— Begin —

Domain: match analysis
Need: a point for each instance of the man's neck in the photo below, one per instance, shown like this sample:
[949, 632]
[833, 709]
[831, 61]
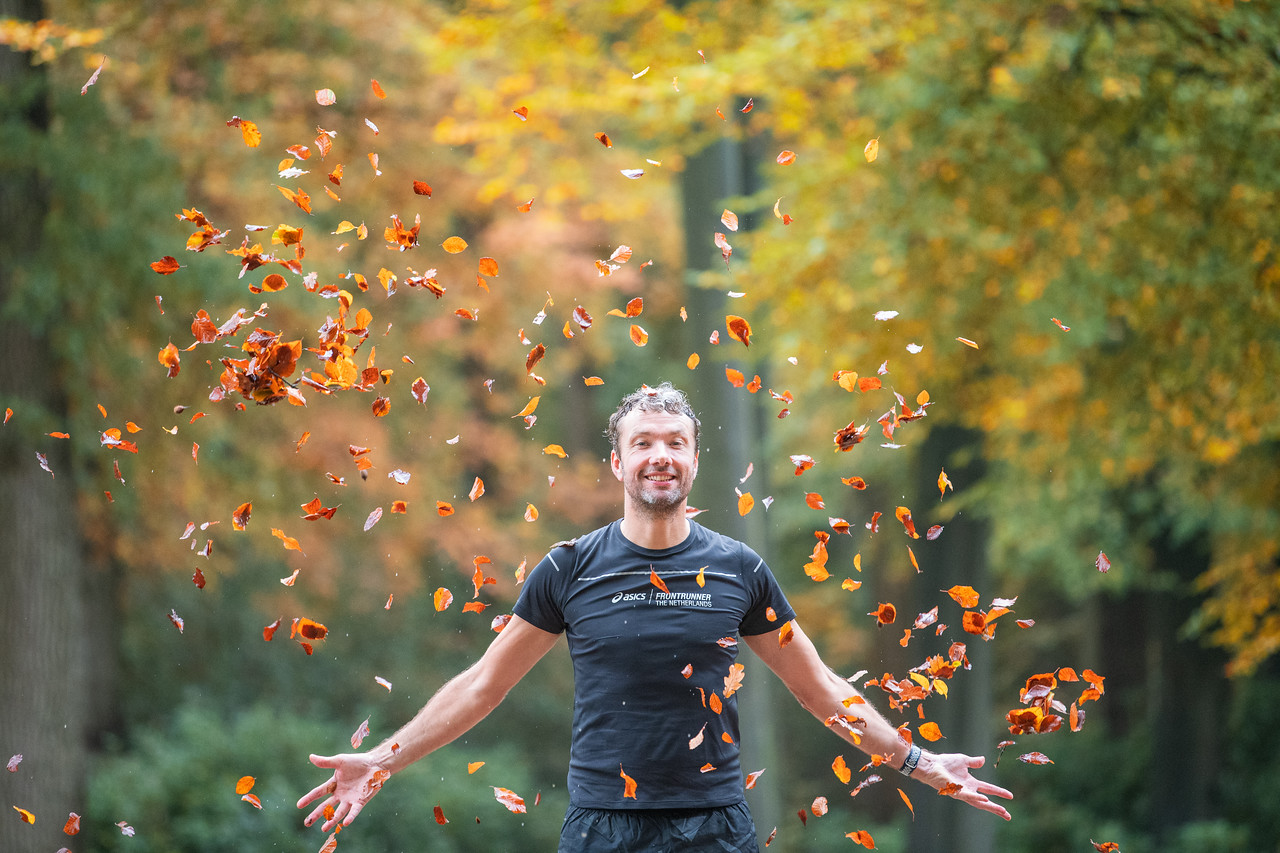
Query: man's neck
[656, 533]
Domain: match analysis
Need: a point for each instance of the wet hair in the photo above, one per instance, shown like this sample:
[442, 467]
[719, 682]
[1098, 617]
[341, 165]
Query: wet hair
[664, 397]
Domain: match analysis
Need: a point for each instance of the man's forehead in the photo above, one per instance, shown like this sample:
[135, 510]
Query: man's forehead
[640, 422]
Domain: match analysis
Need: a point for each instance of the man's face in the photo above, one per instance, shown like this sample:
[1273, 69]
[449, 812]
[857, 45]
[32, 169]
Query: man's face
[656, 460]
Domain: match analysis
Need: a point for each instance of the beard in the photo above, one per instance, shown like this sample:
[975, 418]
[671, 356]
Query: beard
[658, 502]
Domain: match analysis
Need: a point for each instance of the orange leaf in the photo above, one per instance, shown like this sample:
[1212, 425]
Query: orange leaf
[863, 838]
[963, 596]
[785, 635]
[629, 785]
[289, 542]
[167, 265]
[734, 680]
[529, 407]
[511, 799]
[908, 801]
[904, 515]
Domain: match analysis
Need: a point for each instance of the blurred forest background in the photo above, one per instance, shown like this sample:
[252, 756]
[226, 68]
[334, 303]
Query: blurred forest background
[1087, 191]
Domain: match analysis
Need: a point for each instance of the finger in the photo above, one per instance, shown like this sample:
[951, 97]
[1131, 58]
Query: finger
[993, 790]
[351, 815]
[327, 788]
[311, 819]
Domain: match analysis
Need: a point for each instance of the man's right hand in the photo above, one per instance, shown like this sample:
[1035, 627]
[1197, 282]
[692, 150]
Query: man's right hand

— End —

Write out the listing above again, exactly, but with no pictures in the copy.

— Response to this task —
Domain: match analysis
Need: a point for each instance of the man's neck in the photo below, one per instance, shown like this sample:
[949, 632]
[833, 709]
[831, 61]
Query: man's neck
[656, 533]
Domain: match analysis
Need: a point for each instance of the wet hair in the photo above, one per instance, shown like this sample:
[442, 467]
[719, 682]
[1098, 617]
[341, 165]
Query: wet hair
[664, 397]
Domain: match analysis
Need: a point for each instance of the man's forehead in the photo above, one per instance, shown like this sample:
[135, 510]
Query: man's forehead
[640, 422]
Domain: match analysis
Need: a point for each instance of the man's face in the photo above, one per instance, shown like this sample:
[1273, 69]
[449, 812]
[857, 45]
[32, 169]
Query: man's face
[656, 460]
Domain: match analysis
Need: a point for each instance of the beard in the photo above, one per instance, shown like this sample:
[975, 418]
[671, 356]
Query: beard
[658, 502]
Domain: match analysis
Need: a point for each instance of the orange leaf in the photo above, one per instance, shown like this sample:
[1212, 425]
Query: orange leaf
[863, 838]
[963, 596]
[785, 635]
[629, 785]
[289, 542]
[167, 265]
[734, 680]
[529, 407]
[511, 799]
[908, 801]
[904, 515]
Domain: match analysis
Need: a point for each instance of the blurred forest background in the photo above, one per instance, shown like this sample:
[252, 756]
[226, 68]
[334, 303]
Query: blurred forest background
[1087, 191]
Domain: match analysis
Need: a point for each instance of the finger in the photo above, one per instance, shown like this sample:
[951, 97]
[1131, 58]
Query: finger
[993, 790]
[351, 815]
[327, 788]
[311, 819]
Domain: match analysis
Need: a point for each instance of the man's right hand in the photo above, one per instance, shown like this sample:
[1035, 627]
[1197, 282]
[692, 150]
Query: man's right hand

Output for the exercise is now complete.